----- Extrait choisi -----

Heures supplémentaires : Le nouveau régime fait ses premiers pas

L’enquête | publié le : 15.11.2016 | N. L.

La loi Travail offre davantage de souplesse aux entreprises sur le régime des heures supplémentaires par la voie de la négociation. De quoi intéresser parfois les entreprises… et alimenter les craintes syndicales.

« Suite à la publication au Journal officiel de la loi El Khomri (…), il a été conclu, en date du 31 août 2016, un accord d’entreprise [qui] fixe les taux de majoration des heures supplémentaires ainsi que des heures complémentaires à un taux unique de 10 %. » C’est la note de service que la société Global Sécurité Prévention a rédigé à l’attention de ses salariés, le 13 octobre dernier. Cette PME d’Amiens n’a pas perdu de temps pour négocier l’application du taux minimal de majoration des heures supplémentaires (le taux “par défaut”, le plus répandu à ce jour, étant de 25 %). Car la négociation d’entreprise prime désormais celle de la branche.

----- Données fournies -----

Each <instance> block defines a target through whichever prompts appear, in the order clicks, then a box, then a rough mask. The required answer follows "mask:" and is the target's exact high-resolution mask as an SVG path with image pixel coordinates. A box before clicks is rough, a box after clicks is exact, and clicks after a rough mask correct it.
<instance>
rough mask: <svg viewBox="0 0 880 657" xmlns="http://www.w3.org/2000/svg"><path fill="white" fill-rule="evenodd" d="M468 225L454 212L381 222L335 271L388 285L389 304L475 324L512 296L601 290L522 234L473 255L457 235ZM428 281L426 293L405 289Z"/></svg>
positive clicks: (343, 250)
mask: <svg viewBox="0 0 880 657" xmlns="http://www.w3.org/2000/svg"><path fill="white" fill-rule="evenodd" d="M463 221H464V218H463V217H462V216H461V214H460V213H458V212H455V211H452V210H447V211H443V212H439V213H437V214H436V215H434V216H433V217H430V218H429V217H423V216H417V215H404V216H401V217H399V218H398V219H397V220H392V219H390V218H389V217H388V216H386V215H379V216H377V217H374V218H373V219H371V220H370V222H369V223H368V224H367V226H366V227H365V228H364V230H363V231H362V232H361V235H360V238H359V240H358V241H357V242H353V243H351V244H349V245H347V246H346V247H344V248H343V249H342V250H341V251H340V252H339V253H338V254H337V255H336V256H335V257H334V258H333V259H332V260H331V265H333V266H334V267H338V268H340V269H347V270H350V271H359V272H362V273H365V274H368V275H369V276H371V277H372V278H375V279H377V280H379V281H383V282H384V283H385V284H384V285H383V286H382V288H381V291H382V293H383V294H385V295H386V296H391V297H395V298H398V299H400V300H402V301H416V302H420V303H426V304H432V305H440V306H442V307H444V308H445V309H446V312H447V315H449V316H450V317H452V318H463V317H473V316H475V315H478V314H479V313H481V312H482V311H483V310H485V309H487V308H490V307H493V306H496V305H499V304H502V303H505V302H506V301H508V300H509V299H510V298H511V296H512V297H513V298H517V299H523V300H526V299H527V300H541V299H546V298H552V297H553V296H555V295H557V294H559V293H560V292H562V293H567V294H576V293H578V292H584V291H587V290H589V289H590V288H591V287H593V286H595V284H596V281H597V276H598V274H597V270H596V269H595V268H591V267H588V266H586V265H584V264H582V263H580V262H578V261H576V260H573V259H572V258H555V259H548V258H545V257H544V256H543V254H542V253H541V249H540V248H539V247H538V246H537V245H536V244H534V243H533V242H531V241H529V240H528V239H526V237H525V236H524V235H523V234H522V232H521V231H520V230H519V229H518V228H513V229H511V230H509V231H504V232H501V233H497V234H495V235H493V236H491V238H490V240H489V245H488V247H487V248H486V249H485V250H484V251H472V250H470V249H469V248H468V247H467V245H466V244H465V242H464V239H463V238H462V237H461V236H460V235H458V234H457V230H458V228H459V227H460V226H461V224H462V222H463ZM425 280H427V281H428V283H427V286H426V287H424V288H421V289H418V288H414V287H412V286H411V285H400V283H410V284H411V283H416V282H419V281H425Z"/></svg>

-----

#### [Questions d'étude]
- 1) Dans l'extrait sur les heures supplémentaires, quel taux unique de majoration l'accord d'entreprise fixe-t-il ?
- 2) Relevez toutes les dates mentionnées dans l'extrait sur les heures supplémentaires.
- 3) Recopiez fidèlement le passage de l'extrait sur les heures supplémentaires qui commence par « Heures supplémentaires : Le » et se termine par « les craintes syndicales. ».

#### [Réponses attendues]
- 1) Un taux unique de 10 %.

- 2)
- 15.11.2016
- 31 août 2016
- 13 octobre

- 3)
Heures supplémentaires : Le nouveau régime fait ses premiers pas

L’enquête | publié le : 15.11.2016 | N. L.

La loi Travail offre davantage de souplesse aux entreprises sur le régime des heures supplémentaires par la voie de la négociation. De quoi intéresser parfois les entreprises… et alimenter les craintes syndicales.